- _Data for processing_:
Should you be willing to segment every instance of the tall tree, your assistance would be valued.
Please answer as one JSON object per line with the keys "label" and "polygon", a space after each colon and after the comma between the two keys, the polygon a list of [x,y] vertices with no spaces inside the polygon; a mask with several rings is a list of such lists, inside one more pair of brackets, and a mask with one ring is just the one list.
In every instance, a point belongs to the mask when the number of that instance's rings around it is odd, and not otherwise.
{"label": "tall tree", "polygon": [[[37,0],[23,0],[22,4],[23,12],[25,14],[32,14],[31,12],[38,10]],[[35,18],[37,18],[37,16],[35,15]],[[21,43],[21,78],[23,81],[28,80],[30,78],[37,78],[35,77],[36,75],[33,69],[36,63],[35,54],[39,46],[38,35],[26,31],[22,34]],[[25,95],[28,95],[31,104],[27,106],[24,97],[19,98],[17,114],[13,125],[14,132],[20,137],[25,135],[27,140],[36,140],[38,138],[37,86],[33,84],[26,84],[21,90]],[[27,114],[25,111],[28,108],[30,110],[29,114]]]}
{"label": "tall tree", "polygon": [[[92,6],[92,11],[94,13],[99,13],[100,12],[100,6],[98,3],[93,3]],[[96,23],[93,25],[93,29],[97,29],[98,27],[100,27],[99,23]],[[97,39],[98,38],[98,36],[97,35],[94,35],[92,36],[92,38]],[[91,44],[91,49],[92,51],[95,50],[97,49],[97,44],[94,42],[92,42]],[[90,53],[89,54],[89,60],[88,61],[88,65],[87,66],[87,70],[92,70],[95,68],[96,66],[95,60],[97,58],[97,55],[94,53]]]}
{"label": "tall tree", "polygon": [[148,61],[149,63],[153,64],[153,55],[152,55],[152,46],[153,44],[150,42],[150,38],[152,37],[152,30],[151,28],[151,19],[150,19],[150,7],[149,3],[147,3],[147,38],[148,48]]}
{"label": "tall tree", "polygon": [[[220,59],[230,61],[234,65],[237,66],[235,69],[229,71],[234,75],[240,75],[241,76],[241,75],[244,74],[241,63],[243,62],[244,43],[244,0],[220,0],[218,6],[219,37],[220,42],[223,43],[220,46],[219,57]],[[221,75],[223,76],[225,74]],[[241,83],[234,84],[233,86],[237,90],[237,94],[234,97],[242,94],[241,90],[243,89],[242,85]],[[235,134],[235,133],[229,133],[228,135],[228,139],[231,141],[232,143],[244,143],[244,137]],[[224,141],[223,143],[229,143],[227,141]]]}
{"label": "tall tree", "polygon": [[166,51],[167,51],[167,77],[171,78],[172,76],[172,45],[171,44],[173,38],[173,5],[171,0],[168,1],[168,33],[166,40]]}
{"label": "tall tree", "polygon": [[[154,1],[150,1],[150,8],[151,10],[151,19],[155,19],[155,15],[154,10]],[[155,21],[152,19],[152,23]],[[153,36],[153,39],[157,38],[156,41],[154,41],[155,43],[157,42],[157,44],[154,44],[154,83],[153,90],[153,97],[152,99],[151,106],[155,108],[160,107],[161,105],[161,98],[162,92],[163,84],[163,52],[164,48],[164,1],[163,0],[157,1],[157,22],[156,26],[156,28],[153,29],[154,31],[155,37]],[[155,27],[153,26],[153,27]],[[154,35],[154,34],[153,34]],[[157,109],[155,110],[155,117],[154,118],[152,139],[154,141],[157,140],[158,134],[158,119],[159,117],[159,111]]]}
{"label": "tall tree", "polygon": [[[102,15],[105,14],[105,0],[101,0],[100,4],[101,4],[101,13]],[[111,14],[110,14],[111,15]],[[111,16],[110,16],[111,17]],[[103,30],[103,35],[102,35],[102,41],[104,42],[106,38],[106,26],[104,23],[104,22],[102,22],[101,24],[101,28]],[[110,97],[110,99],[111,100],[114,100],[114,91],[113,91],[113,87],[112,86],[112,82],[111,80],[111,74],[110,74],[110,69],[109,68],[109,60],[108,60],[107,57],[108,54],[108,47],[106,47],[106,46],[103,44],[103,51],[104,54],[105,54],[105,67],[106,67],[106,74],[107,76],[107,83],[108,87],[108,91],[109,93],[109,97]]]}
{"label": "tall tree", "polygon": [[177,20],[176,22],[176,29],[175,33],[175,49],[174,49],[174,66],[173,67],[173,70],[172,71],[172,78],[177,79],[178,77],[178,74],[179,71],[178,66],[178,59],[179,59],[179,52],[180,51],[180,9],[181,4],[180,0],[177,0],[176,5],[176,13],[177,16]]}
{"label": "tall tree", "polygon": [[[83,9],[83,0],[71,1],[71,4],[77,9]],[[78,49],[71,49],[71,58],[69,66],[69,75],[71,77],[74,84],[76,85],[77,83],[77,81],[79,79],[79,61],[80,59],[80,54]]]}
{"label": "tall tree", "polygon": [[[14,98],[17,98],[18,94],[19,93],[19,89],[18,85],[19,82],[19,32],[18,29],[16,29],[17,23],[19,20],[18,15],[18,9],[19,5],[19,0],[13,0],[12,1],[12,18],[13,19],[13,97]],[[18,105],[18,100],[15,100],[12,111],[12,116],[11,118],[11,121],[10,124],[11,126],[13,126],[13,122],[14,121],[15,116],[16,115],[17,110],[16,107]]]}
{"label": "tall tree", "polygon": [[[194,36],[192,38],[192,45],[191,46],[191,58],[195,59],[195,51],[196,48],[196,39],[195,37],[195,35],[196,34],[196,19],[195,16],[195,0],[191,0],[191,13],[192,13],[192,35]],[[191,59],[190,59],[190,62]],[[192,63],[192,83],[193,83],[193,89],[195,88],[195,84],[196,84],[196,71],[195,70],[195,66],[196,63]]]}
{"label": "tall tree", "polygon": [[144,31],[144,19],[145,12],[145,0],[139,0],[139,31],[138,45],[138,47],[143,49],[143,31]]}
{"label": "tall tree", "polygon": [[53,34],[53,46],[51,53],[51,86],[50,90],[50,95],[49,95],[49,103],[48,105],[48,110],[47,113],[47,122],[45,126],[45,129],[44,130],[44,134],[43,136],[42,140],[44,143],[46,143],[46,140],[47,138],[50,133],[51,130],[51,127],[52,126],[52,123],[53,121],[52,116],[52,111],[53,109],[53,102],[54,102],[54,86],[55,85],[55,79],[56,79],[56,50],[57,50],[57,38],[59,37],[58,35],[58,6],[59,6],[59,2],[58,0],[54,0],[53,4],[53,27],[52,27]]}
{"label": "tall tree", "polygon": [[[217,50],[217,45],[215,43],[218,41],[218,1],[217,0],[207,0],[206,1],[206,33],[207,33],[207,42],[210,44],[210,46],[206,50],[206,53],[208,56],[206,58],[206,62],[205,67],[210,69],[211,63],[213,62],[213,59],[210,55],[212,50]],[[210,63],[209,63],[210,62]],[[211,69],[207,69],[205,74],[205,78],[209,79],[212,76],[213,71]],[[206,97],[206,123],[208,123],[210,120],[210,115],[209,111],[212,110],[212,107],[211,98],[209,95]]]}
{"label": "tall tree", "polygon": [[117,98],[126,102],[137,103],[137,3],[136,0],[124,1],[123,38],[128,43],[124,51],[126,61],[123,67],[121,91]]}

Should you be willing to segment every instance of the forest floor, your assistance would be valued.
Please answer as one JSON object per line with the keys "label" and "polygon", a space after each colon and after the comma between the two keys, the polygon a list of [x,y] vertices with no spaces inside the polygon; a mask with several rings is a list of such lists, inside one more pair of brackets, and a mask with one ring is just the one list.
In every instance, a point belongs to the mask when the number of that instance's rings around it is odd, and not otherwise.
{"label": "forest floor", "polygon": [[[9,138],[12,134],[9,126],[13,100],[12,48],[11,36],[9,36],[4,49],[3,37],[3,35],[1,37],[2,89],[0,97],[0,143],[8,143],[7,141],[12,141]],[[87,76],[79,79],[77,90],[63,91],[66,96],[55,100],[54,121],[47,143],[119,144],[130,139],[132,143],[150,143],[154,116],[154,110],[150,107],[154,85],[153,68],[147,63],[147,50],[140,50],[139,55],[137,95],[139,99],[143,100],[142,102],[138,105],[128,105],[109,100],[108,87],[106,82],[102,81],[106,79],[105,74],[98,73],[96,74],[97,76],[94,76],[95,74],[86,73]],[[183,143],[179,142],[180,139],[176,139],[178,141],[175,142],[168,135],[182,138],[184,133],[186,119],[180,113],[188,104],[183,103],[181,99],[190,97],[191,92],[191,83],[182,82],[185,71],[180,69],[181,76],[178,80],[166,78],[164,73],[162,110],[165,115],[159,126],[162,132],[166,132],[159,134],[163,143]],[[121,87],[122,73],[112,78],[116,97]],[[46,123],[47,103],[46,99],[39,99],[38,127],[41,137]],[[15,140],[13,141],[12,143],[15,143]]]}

- _Your instructions_: Quote only the lines from the line containing "Should you be willing to segment every instance of the forest" through the end of the listing, please, keeping both the first and the last line.

- _Task solution_:
Should you be willing to segment every instance of the forest floor, your assistance would be valued.
Please answer as one JSON object per line with the keys "label" and "polygon", a space after each colon and after the comma between the two keys, the polygon a list of [x,y] vertices with no spaces inside the polygon; a mask with several rings is a list of such lists, inside one more pair of brackets, and a mask with one ring is just the one list.
In every instance, a point belongs to the mask when the number of that instance's rings around it is odd, and not otherwise.
{"label": "forest floor", "polygon": [[[9,138],[12,134],[9,126],[13,100],[12,48],[11,36],[9,36],[4,49],[3,37],[3,35],[1,37],[2,89],[0,97],[0,143],[8,143],[7,141],[12,141]],[[87,76],[79,79],[77,90],[63,91],[66,96],[55,100],[54,121],[47,143],[119,144],[130,139],[132,143],[150,143],[154,116],[154,110],[150,107],[154,85],[153,68],[147,63],[147,50],[140,50],[139,55],[137,95],[139,99],[143,100],[142,102],[138,105],[128,105],[109,100],[108,87],[106,82],[102,81],[106,79],[105,74],[98,73],[96,74],[97,76],[94,76],[95,74],[86,73]],[[183,143],[179,142],[180,139],[176,139],[178,141],[175,142],[168,135],[182,138],[184,133],[186,119],[180,113],[188,104],[183,103],[181,99],[190,97],[191,92],[191,83],[182,82],[185,71],[180,69],[181,76],[178,80],[166,78],[164,73],[162,110],[165,115],[159,126],[162,132],[166,132],[159,134],[163,143]],[[121,87],[122,73],[112,78],[116,97]],[[46,123],[47,103],[46,99],[39,99],[38,127],[41,137]],[[15,140],[13,141],[12,143],[15,143]]]}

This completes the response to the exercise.